Sumber
--------------------------------

Namun pada kenyataannya, tuntutan karakteristik pendidikan IPA sebagaimana
diamanatkan oleh KTSP masih jauh dari yang diharapkan. Berdasarkan
Depdiknas (2007: 16) dari hasil penelitian yang telah dilakukan, menunjukkan
bahwa siswa SD kelas 1 sampai dengan kelas 6 masih minim sekali diperkenalkan
kerja ilmiah. Kerja ilmiah merupakan ciri penting pada mata pembelajaran IPA.
Pembelajaran IPA merupakan pembelajaran yang dalam proses pembelajarannya
menekankan pada cara berpikir ilmiah dan kerja ilmiah.
4
Selain itu, hasil penelitian sains pada tingkat Internasional yang
diselengarakan oleh Organization for Economic Cooperation and Development
melalui program PISA (Programme for International Student Assessment)
menunjukkan bahwa pada tahun 2012, Indonesia berada pada urutan 64 dari 65
negara peserta pada kemampuan sains dengan rata – rata skor 382, padahal rata –
rata skor OECD adalah 501 (OECD 2012: 5). Penelitian tersebut sebenarnya
dilaksanakan untuk anak usia 15 tahun yang berada pada jenjang pendidikan
menengah pertama, namun data PISA tersebut dapat dijadikan acuan karena
kebiasaan belajar siswa telah terbentuk sejak masa sekolah dasar. Selama masa
sekolah dasar siswa belum mendapatkan pembelajaran dengan cara menemukan
sendiri, sebagian besar pembelajaran dilaksanakan dengan metode ceramah
sehingga siswa menjadi terbiasa untuk menerima pengetahuan jadi. Hal tersebut
menjadikan kebiasaan belajar siswa sejak masa sekolah dasar terbawa hingga
pada masa sekolah selanjutnya.

--------------------------------

Data Tercatat
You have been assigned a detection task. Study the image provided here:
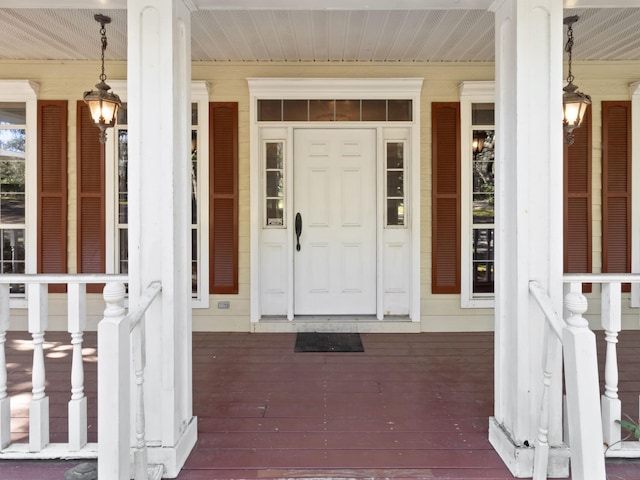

--------------------------------

Permintaan
**A)** Tentukan apakah pernyataan berikut sesuai dengan teks tentang pembelajaran IPA. Jawab ya atau tidak untuk masing-masing, lalu kutip kata-kata penentunya dari teks.
(i) Pada tahun 2012 Indonesia berada di urutan 64 dari 65 negara peserta dalam kemampuan sains.
(ii) Rata-rata skor OECD adalah 382.
(iii) Penelitian PISA dilaksanakan untuk anak usia 15 tahun.
**B)** Dalam teks tentang pembelajaran IPA, metode apa yang dipakai pada sebagian besar pembelajaran selama masa sekolah dasar?
**C)** Teruskan teks tentang pembelajaran IPA mulai setelah kalimat terakhirnya.

Jawaban Tiap Tugas
**A)**
(i) Ya: "Indonesia berada pada urutan 64 dari 65 negara peserta pada kemampuan sains"
(ii) Tidak: "rata – rata skor OECD adalah 501"
(iii) Ya: "dilaksanakan untuk anak usia 15 tahun"

**B)** Metode ceramah.

**C)**
Dari uraian tersebut dapat diambil kesimpulan bahwa hasil pembelajaran
IPA belum sesuai dengan yang disarankan dalam KTSP. Oleh karena itu,
kurikulum IPA yang berlaku di sekolah-sekolah harus terus dikaji dan
dikembangkan sehingga menghasilkan kurikulum yang sesuai dengan tuntutan
dan perkembangan zaman, serta dapat dipahami oleh pelaku pendidikan untuk
diterapkan pada situasi sesungguhnya.
Peneliti kemudian melakukan refleksi melalui data wawancara dan data
dokumen di SDN 3 Lumbir Kabupaten Banyumas. Peneliti menemukan masalah
mangenai kualitas pembelajaran IPA yang masih rendah. Hal ini terbukti dengan
5
ditemukannya beberapa masalah, diantaranya adalah guru belum berperan secara
optimal sebagai fasilitator dalam menyiapkan alat peraga, selama proses
pembelajaran guru belum menjalankan diskusi dalam kelas sehingga siswa kurang
bertanggungjawab pada tugas yang diberikan guru, kurang aktif untuk bertanya
atau mengemukakan pendapat, siswa kurang mampu berkomunikasi dengan
teman maupun guru, serta guru belum mengaitkan pembelajaran dengan
kehidupan nyata siswa. Di samping itu, penilaian yang dilakukan oleh guru hanya
pada hasil belajar saja, sedangkan dalam proses pembelajarannya tidak dilakukan
penilaian sehingga kegiatan pembelajaran yang dilakukan siswa menjadi kurang
bermakna.
Hal itu didukung data nilai UTS IPA kelas V SDN 3 Lumbir semester 2
tahun pelajaran 2015/2016, yaitu sebanyak 7 dari 17 siswa (35%) mendapat nilai
di bawah KKM yang ditetapkan sekolah yaitu 70. Sedangkan pada SDN 5 Lumbir
terdapat 4 dari 23 (17%) siswa dan pada SDN 2 Lumbir terdapat 7 dari 16 (43%)
siswa yang mendapat nilai di bawah KKM.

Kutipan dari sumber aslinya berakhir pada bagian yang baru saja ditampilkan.